● Work item
Print each entry below precisely as shown.

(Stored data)

--*--

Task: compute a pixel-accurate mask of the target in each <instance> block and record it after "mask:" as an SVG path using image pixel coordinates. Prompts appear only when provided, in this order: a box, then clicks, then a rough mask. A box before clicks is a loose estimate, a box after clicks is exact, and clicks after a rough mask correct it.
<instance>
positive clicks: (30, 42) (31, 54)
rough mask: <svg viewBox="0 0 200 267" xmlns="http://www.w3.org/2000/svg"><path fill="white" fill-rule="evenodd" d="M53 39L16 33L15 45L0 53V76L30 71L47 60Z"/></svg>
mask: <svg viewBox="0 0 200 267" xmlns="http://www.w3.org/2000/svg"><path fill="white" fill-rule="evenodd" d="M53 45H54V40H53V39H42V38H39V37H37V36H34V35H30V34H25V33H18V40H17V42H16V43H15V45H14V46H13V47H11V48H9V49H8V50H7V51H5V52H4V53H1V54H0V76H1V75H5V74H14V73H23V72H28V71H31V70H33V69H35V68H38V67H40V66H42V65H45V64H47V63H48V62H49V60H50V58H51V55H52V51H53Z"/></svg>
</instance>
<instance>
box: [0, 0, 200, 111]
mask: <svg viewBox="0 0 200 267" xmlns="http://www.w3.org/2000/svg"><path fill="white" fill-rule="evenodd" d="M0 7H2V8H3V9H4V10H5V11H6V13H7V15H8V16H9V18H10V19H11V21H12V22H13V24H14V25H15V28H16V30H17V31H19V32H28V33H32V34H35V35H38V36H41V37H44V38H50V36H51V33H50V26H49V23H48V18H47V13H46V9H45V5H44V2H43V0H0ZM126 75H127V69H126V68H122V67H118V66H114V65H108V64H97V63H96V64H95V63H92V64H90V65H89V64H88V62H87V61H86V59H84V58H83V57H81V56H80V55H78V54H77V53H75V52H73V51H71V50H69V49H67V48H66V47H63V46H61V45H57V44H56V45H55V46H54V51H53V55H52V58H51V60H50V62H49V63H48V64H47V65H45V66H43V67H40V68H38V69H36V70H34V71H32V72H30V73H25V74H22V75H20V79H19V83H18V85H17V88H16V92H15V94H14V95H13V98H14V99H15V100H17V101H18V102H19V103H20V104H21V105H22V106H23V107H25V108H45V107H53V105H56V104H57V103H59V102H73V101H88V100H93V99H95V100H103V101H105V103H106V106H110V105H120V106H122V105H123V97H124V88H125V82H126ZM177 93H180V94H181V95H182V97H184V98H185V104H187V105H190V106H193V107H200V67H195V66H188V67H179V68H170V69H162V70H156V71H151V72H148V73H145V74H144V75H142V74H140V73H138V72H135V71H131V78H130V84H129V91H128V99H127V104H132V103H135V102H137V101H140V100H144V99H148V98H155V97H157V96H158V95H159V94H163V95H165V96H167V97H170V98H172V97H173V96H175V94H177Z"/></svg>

--*--

● Written reply
Task: compute a pixel-accurate mask of the target in each <instance> block and record it after "mask:" as an SVG path using image pixel coordinates. Prompts appear only when provided, in this order: a box, then clicks, then a rough mask. A box before clicks is a loose estimate, a box after clicks is exact, and clicks after a rough mask correct it.
<instance>
positive clicks: (30, 42) (31, 54)
rough mask: <svg viewBox="0 0 200 267" xmlns="http://www.w3.org/2000/svg"><path fill="white" fill-rule="evenodd" d="M53 39L16 33L15 45L0 53V76L30 71L47 60Z"/></svg>
mask: <svg viewBox="0 0 200 267" xmlns="http://www.w3.org/2000/svg"><path fill="white" fill-rule="evenodd" d="M53 45H54V40H53V39H42V38H39V37H37V36H34V35H30V34H25V33H18V40H17V42H16V43H15V45H14V46H13V47H11V48H9V49H8V50H7V51H5V52H4V53H1V54H0V76H1V75H5V74H14V73H23V72H28V71H31V70H33V69H35V68H38V67H40V66H42V65H45V64H47V63H48V62H49V60H50V58H51V55H52V51H53Z"/></svg>
</instance>
<instance>
box: [0, 0, 200, 111]
mask: <svg viewBox="0 0 200 267" xmlns="http://www.w3.org/2000/svg"><path fill="white" fill-rule="evenodd" d="M0 7H2V8H3V9H4V10H5V11H6V13H7V15H8V16H9V18H10V19H11V21H12V22H13V24H14V25H15V28H16V30H17V31H19V32H28V33H32V34H35V35H38V36H41V37H44V38H50V36H51V33H50V26H49V23H48V18H47V13H46V9H45V5H44V2H43V0H0ZM126 75H127V69H126V68H122V67H118V66H114V65H108V64H97V63H96V64H95V63H92V64H90V65H89V64H88V62H87V61H86V59H84V58H83V57H81V56H80V55H78V54H77V53H75V52H73V51H71V50H69V49H67V48H66V47H63V46H61V45H57V44H56V45H55V46H54V51H53V55H52V58H51V60H50V62H49V63H48V64H47V65H45V66H43V67H40V68H38V69H36V70H34V71H32V72H30V73H25V74H22V75H20V79H19V83H18V85H17V88H16V92H15V94H14V95H13V98H14V99H15V100H17V101H18V102H19V103H20V104H21V105H22V106H23V107H25V108H45V107H53V105H56V104H57V103H59V102H73V101H88V100H93V99H95V100H103V101H105V103H106V106H110V105H120V106H122V105H123V97H124V88H125V82H126ZM177 93H180V94H181V95H182V97H184V98H185V104H187V105H190V106H193V107H200V67H195V66H188V67H179V68H170V69H162V70H156V71H151V72H148V73H145V74H144V75H142V74H140V73H138V72H135V71H131V78H130V84H129V91H128V99H127V104H132V103H135V102H137V101H140V100H144V99H148V98H155V97H157V96H158V95H159V94H163V95H165V96H167V97H170V98H172V97H173V96H175V94H177Z"/></svg>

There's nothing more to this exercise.